**THE EXERCISE**
Convert everything from the line containing "[point] reddish stem" down to the end of the records into a Markdown table with the columns Row and Line, numbering each line and leaving out blank lines.

BEGIN

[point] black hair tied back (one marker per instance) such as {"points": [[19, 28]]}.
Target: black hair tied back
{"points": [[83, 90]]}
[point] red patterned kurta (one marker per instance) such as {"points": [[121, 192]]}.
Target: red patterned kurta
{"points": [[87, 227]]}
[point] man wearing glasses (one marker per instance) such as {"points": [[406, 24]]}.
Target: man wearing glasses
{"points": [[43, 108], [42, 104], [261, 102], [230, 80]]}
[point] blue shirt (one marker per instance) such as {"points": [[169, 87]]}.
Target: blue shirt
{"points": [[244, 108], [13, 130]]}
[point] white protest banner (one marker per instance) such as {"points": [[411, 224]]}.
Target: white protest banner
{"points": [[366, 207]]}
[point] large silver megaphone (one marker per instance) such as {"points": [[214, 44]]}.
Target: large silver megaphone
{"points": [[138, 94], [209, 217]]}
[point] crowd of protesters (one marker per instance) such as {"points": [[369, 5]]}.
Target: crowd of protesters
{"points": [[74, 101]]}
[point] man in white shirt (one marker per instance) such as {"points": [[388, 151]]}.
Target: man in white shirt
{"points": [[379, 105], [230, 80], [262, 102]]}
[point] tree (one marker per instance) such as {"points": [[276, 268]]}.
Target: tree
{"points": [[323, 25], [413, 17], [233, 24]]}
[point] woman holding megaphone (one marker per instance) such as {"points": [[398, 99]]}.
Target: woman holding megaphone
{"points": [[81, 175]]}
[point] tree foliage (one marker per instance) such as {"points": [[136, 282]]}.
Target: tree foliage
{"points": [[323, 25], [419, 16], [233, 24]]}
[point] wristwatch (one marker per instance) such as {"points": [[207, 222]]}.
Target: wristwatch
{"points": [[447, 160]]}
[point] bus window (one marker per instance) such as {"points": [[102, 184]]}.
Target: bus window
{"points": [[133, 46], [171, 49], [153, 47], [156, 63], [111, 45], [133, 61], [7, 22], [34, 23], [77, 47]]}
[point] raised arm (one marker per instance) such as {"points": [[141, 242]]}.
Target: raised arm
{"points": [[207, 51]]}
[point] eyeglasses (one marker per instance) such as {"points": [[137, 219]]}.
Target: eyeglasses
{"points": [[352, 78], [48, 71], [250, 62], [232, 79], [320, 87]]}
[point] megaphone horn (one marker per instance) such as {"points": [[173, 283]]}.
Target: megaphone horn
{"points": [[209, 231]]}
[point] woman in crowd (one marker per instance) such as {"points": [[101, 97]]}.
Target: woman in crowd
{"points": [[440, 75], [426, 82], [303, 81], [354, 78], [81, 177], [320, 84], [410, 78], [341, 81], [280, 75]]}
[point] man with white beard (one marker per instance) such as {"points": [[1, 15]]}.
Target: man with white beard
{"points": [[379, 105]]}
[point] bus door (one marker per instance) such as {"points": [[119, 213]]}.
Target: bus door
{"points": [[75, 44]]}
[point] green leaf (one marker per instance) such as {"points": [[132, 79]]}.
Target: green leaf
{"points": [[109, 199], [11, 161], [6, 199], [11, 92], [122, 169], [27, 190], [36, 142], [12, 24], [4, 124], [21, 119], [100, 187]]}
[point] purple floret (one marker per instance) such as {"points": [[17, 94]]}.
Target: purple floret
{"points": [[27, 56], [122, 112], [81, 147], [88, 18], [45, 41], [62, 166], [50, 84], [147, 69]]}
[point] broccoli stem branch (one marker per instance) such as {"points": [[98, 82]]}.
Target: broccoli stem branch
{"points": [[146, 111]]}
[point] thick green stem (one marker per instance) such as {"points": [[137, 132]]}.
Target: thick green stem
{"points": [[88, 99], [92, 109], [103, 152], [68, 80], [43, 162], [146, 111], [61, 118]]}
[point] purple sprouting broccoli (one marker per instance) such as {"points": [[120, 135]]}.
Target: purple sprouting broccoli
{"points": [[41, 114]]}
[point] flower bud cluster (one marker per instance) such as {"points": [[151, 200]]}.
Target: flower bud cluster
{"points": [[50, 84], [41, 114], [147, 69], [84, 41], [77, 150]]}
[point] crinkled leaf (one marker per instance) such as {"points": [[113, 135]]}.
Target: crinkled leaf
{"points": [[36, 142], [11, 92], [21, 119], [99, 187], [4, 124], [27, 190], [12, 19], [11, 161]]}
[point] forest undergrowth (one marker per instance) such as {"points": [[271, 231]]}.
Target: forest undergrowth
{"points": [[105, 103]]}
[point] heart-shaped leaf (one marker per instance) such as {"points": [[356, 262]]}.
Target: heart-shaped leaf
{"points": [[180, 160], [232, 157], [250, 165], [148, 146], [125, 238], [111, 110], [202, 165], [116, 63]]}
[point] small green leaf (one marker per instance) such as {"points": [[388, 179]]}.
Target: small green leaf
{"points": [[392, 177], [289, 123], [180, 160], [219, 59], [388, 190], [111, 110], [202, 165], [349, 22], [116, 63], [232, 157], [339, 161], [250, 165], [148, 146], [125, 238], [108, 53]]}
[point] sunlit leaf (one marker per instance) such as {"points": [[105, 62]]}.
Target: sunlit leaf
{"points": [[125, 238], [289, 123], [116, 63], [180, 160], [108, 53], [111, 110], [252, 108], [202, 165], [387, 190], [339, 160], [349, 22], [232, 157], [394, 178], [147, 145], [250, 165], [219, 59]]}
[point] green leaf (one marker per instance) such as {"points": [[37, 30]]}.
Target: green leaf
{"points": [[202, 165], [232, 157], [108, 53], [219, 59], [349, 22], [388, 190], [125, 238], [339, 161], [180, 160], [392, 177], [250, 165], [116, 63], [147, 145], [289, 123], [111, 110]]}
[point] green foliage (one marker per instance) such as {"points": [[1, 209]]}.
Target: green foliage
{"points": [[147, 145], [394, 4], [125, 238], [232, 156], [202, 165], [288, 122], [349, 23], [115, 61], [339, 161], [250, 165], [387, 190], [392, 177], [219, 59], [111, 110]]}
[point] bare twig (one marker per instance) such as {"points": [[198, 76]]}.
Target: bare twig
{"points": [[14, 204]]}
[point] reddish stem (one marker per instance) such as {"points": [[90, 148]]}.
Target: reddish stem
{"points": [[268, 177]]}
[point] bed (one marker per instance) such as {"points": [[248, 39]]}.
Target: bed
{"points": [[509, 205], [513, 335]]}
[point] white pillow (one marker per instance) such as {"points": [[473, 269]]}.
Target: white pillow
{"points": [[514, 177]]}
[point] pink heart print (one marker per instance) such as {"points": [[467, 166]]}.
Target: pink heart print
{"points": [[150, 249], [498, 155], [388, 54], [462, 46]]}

END

**ANSWER TO THIS EXERCISE**
| Row | Line |
|---|---|
| 1 | [point] reddish stem (one marker per instance) such as {"points": [[90, 148]]}. |
| 2 | Target: reddish stem |
| 3 | {"points": [[268, 177]]} |
| 4 | [point] bed (one marker per instance) such as {"points": [[248, 39]]}. |
| 5 | Target: bed |
| 6 | {"points": [[509, 205], [513, 335]]} |
| 7 | [point] white pillow (one marker per instance) such as {"points": [[473, 269]]}. |
| 8 | Target: white pillow |
| 9 | {"points": [[514, 177]]} |
| 10 | [point] pink heart print (one marker per instance) such as {"points": [[467, 166]]}. |
| 11 | Target: pink heart print |
| 12 | {"points": [[150, 249], [498, 155], [388, 54], [462, 46]]} |